[Collected data]
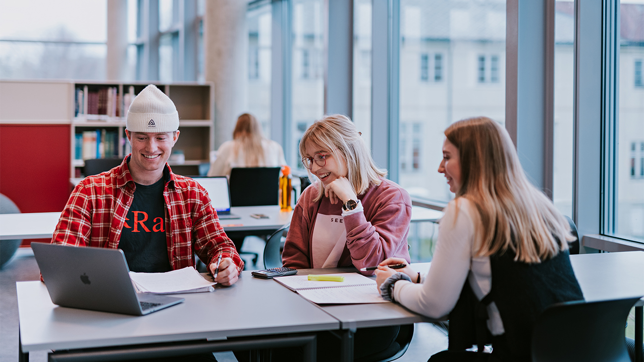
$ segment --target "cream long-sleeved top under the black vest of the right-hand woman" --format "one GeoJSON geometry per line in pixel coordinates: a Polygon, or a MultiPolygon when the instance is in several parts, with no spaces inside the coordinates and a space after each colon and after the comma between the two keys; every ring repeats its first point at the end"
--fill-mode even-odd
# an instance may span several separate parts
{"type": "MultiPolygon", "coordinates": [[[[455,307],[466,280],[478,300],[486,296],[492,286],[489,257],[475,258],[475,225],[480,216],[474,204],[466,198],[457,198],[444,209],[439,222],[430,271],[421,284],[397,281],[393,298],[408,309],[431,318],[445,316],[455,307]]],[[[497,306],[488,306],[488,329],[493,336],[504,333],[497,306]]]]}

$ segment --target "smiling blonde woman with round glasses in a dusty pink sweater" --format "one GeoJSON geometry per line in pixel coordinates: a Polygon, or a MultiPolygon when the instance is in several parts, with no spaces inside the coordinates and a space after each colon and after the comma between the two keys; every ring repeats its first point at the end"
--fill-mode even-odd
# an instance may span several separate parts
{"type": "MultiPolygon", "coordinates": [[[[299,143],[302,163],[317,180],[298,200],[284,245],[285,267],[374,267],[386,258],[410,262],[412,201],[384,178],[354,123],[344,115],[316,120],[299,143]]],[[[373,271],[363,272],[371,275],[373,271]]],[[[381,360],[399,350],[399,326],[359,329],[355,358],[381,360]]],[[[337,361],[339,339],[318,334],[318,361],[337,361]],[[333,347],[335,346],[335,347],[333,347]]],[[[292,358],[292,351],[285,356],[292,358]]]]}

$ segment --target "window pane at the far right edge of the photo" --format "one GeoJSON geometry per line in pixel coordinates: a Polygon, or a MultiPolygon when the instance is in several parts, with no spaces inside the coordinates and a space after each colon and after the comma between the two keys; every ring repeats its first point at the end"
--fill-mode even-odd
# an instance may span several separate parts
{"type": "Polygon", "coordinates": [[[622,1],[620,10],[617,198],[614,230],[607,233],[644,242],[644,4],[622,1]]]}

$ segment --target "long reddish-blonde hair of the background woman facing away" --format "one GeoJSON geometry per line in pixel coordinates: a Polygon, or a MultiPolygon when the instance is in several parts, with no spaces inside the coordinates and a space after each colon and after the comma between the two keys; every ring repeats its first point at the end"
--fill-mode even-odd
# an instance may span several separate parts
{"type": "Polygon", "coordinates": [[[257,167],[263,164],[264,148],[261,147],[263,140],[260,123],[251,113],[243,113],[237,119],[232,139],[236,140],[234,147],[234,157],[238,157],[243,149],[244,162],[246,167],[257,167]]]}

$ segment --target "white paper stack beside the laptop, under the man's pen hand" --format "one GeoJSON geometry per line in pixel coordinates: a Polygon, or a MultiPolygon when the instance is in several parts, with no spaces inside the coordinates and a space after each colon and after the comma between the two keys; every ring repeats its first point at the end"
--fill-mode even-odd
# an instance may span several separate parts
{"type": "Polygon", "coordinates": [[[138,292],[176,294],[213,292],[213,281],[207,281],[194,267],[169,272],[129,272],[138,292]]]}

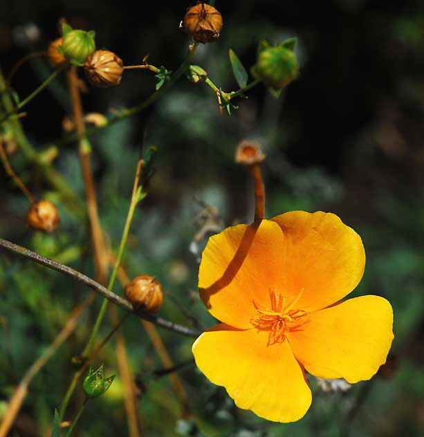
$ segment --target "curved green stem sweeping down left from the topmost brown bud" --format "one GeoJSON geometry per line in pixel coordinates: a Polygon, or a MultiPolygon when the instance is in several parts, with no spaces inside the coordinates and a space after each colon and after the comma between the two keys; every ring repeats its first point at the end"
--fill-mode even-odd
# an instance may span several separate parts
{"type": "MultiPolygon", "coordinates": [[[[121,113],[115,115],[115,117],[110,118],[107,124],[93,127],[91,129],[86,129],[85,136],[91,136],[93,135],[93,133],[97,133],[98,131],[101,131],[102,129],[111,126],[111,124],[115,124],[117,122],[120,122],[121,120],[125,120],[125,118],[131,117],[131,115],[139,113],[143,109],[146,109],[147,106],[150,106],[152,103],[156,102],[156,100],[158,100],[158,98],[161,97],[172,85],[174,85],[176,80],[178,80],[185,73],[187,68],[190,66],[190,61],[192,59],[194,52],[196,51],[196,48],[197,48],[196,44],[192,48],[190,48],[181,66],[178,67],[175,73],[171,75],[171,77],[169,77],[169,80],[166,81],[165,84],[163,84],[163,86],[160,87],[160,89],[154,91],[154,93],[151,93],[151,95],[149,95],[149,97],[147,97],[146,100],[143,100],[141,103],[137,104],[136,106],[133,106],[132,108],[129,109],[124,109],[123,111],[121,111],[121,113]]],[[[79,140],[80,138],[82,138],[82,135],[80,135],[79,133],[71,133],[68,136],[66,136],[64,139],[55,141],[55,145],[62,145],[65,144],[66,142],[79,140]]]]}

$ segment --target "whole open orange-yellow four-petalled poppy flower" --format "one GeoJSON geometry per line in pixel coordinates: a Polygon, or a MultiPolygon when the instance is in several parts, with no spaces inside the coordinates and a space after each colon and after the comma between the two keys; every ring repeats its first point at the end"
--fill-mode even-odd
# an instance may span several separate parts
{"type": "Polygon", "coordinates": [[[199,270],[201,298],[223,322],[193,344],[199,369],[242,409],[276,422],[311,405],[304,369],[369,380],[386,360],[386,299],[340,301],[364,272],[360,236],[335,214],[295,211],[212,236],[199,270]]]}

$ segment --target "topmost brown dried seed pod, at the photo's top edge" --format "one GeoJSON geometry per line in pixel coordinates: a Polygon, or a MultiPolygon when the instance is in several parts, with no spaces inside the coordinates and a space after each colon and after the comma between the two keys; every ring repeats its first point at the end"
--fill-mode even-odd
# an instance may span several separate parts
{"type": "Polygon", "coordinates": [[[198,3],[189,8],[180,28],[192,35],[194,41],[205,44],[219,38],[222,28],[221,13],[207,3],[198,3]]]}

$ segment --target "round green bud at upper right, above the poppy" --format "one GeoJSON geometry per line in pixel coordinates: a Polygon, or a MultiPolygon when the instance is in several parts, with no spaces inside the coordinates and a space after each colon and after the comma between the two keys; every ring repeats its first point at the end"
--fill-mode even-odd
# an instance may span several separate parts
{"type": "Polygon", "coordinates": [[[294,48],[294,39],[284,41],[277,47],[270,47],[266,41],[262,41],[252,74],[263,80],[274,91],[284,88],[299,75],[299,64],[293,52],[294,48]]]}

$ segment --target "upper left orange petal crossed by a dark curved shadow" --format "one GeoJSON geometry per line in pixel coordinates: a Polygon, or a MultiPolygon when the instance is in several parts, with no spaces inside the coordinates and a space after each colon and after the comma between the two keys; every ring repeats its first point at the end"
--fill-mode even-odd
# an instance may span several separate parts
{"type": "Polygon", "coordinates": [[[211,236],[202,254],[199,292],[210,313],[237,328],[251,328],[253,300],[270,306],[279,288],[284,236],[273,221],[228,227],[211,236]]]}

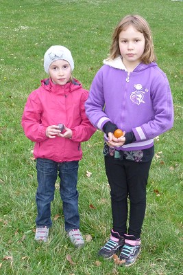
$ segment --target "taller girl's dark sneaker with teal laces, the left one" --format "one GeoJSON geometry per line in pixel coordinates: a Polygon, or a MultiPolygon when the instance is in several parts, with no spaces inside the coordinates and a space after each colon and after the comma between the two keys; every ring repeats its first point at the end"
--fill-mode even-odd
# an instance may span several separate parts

- _WHAT IS EXPECTED_
Give the entries again exactly. Pictures stay out.

- _RESPONSE BOX_
$ segment --target "cream long-sleeved top under the black vest of the right-hand woman" --format "one GeoJSON geometry per line in pixel coordinates: a Polygon, or a MultiPolygon when the instance is in several parts, with no spaces inside the coordinates and a space after each colon and after the comma between the two keys; every ring repeats its first point at the end"
--fill-mode even-odd
# an instance may span several separate parts
{"type": "MultiPolygon", "coordinates": [[[[455,307],[466,280],[478,300],[486,296],[492,286],[489,257],[475,258],[475,225],[480,216],[474,204],[466,198],[457,198],[444,209],[439,222],[430,271],[421,284],[397,281],[393,298],[408,309],[431,318],[445,316],[455,307]]],[[[497,306],[488,306],[488,329],[493,336],[504,333],[497,306]]]]}

$ segment --target "smiling blonde woman with round glasses in a dusty pink sweater" --format "one GeoJSON geometry per line in pixel coordinates: a Polygon, or a MultiPolygon when the instance is in several parts, with no spaces inside the coordinates and a space after each colon and after the comma between the two keys; every ring repeats its first point at the end"
--fill-mode even-odd
# an instance may span several separate parts
{"type": "MultiPolygon", "coordinates": [[[[299,143],[302,163],[317,180],[298,200],[284,245],[285,267],[374,267],[386,258],[410,262],[412,201],[384,178],[354,123],[344,115],[316,120],[299,143]]],[[[373,271],[363,272],[371,275],[373,271]]],[[[381,360],[399,350],[399,326],[359,329],[355,358],[381,360]]],[[[337,361],[339,339],[318,334],[318,361],[337,361]],[[333,347],[335,346],[335,347],[333,347]]],[[[292,358],[292,351],[285,356],[292,358]]]]}

$ segment --target "window pane at the far right edge of the photo" --format "one GeoJSON geometry per line in pixel coordinates: a Polygon, or a MultiPolygon when the instance is in several parts, with no spaces inside the coordinates and a space after each colon and after the comma between the two keys; every ring repeats its first point at the end"
--fill-mode even-odd
# an instance may span several separate parts
{"type": "Polygon", "coordinates": [[[622,1],[620,10],[617,198],[614,230],[607,233],[644,242],[644,4],[622,1]]]}

$ segment --target "long reddish-blonde hair of the background woman facing away" --format "one GeoJSON geometry per line in pixel coordinates: a Polygon, or a MultiPolygon when the instance is in several parts, with no spaces inside the coordinates and a space after each colon and after the comma between the two keys; every ring repeats its first point at the end"
--fill-mode even-odd
# an instance may span several separate parts
{"type": "Polygon", "coordinates": [[[257,167],[263,164],[264,148],[261,147],[263,140],[260,123],[251,113],[243,113],[237,119],[232,139],[236,140],[234,147],[234,157],[238,157],[243,149],[244,162],[246,167],[257,167]]]}

$ segment --target "white paper stack beside the laptop, under the man's pen hand" --format "one GeoJSON geometry per line in pixel coordinates: a Polygon, or a MultiPolygon when the instance is in several parts, with no spaces inside the coordinates and a space after each colon and after the comma between the two keys; every ring repeats its first point at the end"
--fill-mode even-odd
# an instance may span several separate parts
{"type": "Polygon", "coordinates": [[[138,292],[176,294],[213,292],[213,281],[207,281],[194,267],[169,272],[129,272],[138,292]]]}

$ segment --target "curved green stem sweeping down left from the topmost brown bud" --format "one GeoJSON geometry per line in pixel coordinates: a Polygon, or a MultiPolygon when the instance is in several parts, with no spaces inside the coordinates and a space after each colon and after the comma between the two keys; every ring repeats its first point at the end"
--fill-mode even-odd
# an instance may span several separate parts
{"type": "MultiPolygon", "coordinates": [[[[121,113],[115,115],[115,117],[110,118],[107,124],[93,127],[91,129],[86,129],[85,136],[91,136],[93,135],[93,133],[97,133],[98,131],[101,131],[102,129],[111,126],[111,124],[115,124],[117,122],[120,122],[121,120],[125,120],[125,118],[131,117],[131,115],[139,113],[143,109],[146,109],[147,106],[150,106],[152,103],[156,102],[156,100],[158,100],[158,98],[161,97],[172,85],[174,85],[176,80],[178,80],[185,73],[187,68],[190,66],[190,61],[192,59],[194,52],[196,51],[196,48],[197,48],[196,44],[192,48],[190,48],[181,66],[178,67],[175,73],[171,75],[171,77],[169,77],[169,80],[166,81],[165,84],[163,84],[163,86],[160,87],[160,89],[154,91],[154,93],[151,93],[151,95],[149,95],[149,97],[147,97],[146,100],[143,100],[141,103],[137,104],[136,106],[133,106],[132,108],[129,109],[124,109],[123,111],[121,111],[121,113]]],[[[79,140],[80,138],[82,138],[82,135],[80,135],[79,133],[71,133],[68,136],[66,136],[64,139],[55,141],[55,145],[62,145],[65,144],[66,142],[79,140]]]]}

$ segment --target "whole open orange-yellow four-petalled poppy flower" --format "one GeoJSON geometry per line in pixel coordinates: a Polygon, or a MultiPolygon when the instance is in several parts, with no spaces inside the coordinates and a space after each colon and after the comma between the two keys; every ring repeats its first point at the end"
--fill-mode even-odd
# an instance may span several separate parts
{"type": "Polygon", "coordinates": [[[199,270],[201,298],[223,322],[193,344],[199,369],[242,409],[276,422],[311,405],[304,369],[369,380],[386,360],[386,299],[340,301],[364,272],[360,236],[335,214],[295,211],[212,236],[199,270]]]}

$ segment --target "topmost brown dried seed pod, at the photo's top edge" --format "one GeoJSON geometry per line in pixel coordinates: a Polygon, or a MultiPolygon when the instance is in several parts, with no spaces inside the coordinates and a space after each colon and after the comma between the two keys; every ring repeats its first point at the end"
--fill-mode even-odd
# an instance may span several separate parts
{"type": "Polygon", "coordinates": [[[198,3],[189,8],[180,28],[192,35],[194,41],[205,44],[219,38],[222,28],[221,13],[207,3],[198,3]]]}

$ segment --target "round green bud at upper right, above the poppy" --format "one GeoJSON geometry per line in pixel coordinates: a Polygon, or a MultiPolygon when the instance is in several parts, with no spaces inside the coordinates and a space after each colon and after the comma between the two keys; every ring repeats its first point at the end"
--fill-mode even-odd
# an instance may span several separate parts
{"type": "Polygon", "coordinates": [[[294,48],[294,39],[284,41],[277,47],[270,47],[266,41],[262,41],[252,74],[263,80],[274,91],[284,88],[299,75],[299,64],[293,52],[294,48]]]}

$ segment --target "upper left orange petal crossed by a dark curved shadow" --format "one GeoJSON geometry per line in pixel coordinates: a Polygon, or a MultiPolygon when the instance is in several parts, with no spaces inside the coordinates and a space after each colon and after the comma between the two keys; every ring repeats its first point at the end"
--fill-mode even-odd
# an instance may span several separate parts
{"type": "Polygon", "coordinates": [[[211,236],[202,254],[199,292],[210,313],[237,328],[251,328],[253,300],[270,306],[279,288],[284,236],[273,221],[228,227],[211,236]]]}

$ segment --target "taller girl's dark sneaker with teal laces, the left one" --format "one GeoJSON geometry per line in pixel coordinates: a Polygon, or a MultiPolygon when the instance is in several parts, with no spaces inside the coordinates and a space after each colon and after the comma between the two keys; every ring repeats its first point at the end"
--fill-mode even-odd
# an instance may span several separate parts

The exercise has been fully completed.